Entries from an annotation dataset
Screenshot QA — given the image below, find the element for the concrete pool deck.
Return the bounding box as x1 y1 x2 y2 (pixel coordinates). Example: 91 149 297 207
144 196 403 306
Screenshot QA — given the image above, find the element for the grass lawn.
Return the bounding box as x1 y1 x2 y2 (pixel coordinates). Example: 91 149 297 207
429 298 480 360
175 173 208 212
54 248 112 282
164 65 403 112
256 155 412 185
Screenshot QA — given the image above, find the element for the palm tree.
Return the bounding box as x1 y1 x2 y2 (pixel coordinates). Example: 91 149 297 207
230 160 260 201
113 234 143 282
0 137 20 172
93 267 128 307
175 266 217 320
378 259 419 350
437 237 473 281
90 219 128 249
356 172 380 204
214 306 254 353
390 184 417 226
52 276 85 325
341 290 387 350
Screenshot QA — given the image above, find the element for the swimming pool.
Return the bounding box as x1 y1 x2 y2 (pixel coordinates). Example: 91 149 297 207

### [Task details]
Retype all of the material above word for word, keeping every line unchanged.

### [Written response]
Screenshot QA — given the image below, find the element for the concrete pool deck.
Return the bounding box as x1 y1 x2 y2 (pixel coordinates). Example: 91 149 297 207
144 196 403 306
Screenshot QA — given the image above, find the element for the grass lawn.
Return the bounding box as x1 y1 x2 y2 (pixel coordinates). Example: 91 149 297 207
429 298 480 360
175 173 208 212
54 248 112 282
164 65 403 112
256 155 412 185
Screenshot QA — given the image above, find the element for the palm tree.
Return the bounding box as x1 y1 x2 y2 (pixel coordinates). Example: 91 149 297 207
230 160 260 201
113 234 143 282
0 137 20 172
93 267 128 307
175 266 217 320
378 259 419 350
437 237 473 281
90 219 128 249
356 172 380 204
214 306 254 353
390 184 417 226
52 276 85 325
341 290 387 350
Screenshot QA — given the image above, find the element for the swimming pool.
Return the bounding box as x1 y1 x2 y2 (pixel coordinates). Example: 91 149 297 207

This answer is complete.